- What the exercise asks
Extend the turkey soup passage below, starting right after its final sentence.

- Supplied passage
══════

Roast Turkey Vegetable Soup Recipe

Recipe From Dr. Mercola

Another Thanksgiving has come and gone, which means today you may have a refrigerator that’s overflowing with leftovers. Ironically, the holiday season from Thanksgiving to New Year – a time centered on gratitude and giving – is actually one of the most wasteful times of year.

Household waste, including trash from packages and wrapping paper along with food waste, increases by more than 25 percent during the holidays, adding an additional 1 million tons a week to US landfills.1

As for turkey, Americans buy about 581 million pounds for Thanksgiving, and throw away 200 million of them – that’s more than one-third of it, wasted. According to the Natural Resources Defense Council:2

Along with trashing uneaten turkeys… [Americans will] be wasting the resources necessary for its production…

…meaning 105 billion gallons of water (enough to supply New York City for over 100 days) and greenhouse gas emissions equivalent to 800,000 car trips from New York to San Francisco. That’s enough turkey to provide each American household that is food insecure with more than 11 additional servings.”

Did You Know?
  • This Roast Turkey Vegetable Soup recipe makes use of leftover turkey meat, carcass, and bones
  • This soup is one version of nourishing bone broth, which is healing for your gut
  • Americans throw away 200 million pounds of turkey after Thanksgiving; add yours to soup, not landfills

Roast Turkey Vegetable Soup

This recipe for Roast Turkey Vegetable Soup, from Earthbound Farm Organic,3 is perfect after Thanksgiving, but you can make it year-round (and substitute organic pastured chicken, if you like).

══════

[Photo-based referring expression data]

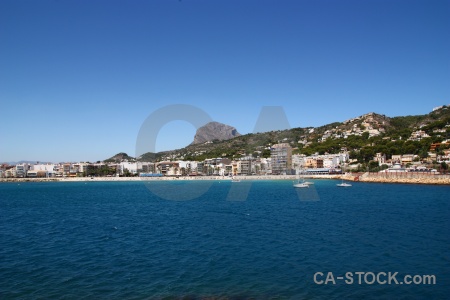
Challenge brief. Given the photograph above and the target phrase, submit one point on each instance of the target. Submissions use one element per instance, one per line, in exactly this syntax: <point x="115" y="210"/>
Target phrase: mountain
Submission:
<point x="362" y="137"/>
<point x="119" y="157"/>
<point x="214" y="131"/>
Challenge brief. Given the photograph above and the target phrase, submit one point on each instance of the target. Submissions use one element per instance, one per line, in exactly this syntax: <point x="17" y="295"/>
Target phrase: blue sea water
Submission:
<point x="118" y="240"/>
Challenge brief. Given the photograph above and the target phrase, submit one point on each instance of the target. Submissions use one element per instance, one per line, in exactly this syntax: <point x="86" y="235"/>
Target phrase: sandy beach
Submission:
<point x="366" y="177"/>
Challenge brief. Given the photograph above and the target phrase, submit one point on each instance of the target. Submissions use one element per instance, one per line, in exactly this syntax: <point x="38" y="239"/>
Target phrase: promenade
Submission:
<point x="399" y="177"/>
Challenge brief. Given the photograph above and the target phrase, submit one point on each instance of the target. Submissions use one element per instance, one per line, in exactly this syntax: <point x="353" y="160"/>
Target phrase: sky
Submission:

══════

- Answer to this problem
It makes use of your leftover turkey meat and, even better, the bones and carcass. The latter, which many people throw away as “waste,” are actually what make this soup so good for you – it creates nourishing bone broth.

Roast Turkey Vegetable Soup4


  • 1 organic turkey carcass (with most meat removed)
  • 2 yellow onions (cut into 8 pieces each)
  • 2 large carrots (cut into 1-inch lengths)
  • 2 stalks celery (cut into 1-inch lengths)
  • 1 bay leaf
  • 3 sprigs fresh thyme
  • 12 fresh parsley stems
  • 1 tsp whole black peppercorns
  • 1 large carrot (cut in half lengthwise, then crosswise into 1/4-inch slices)
  • 2 stalks celery (sliced 1/4 inch thick)
  • 1 small fennel bulb (cored, cut in half, and sliced 1/4 inch thick)
  • 1 leek (cut in half lengthwise, then crosswise into 1/4-inch slices)
  • 1 cup green beans (cut into 1-inch lengths)
  • 2 small zucchini (cut in half lengthwise, then crosswise into 1/4-inch slices)
  • 3 cups cubed cooked turkey meat (optional)
  • Salt (to taste)
  • Freshly ground pepper (to taste)


  1. Preheat the oven to 400°F. Place the turkey carcass and bones in a roasting pan and place in the oven. Roast for 45 minutes, then add the onions, carrots, and celery to the pan. Cook until the vegetables and bones begin to brown, 30 to 45 minutes.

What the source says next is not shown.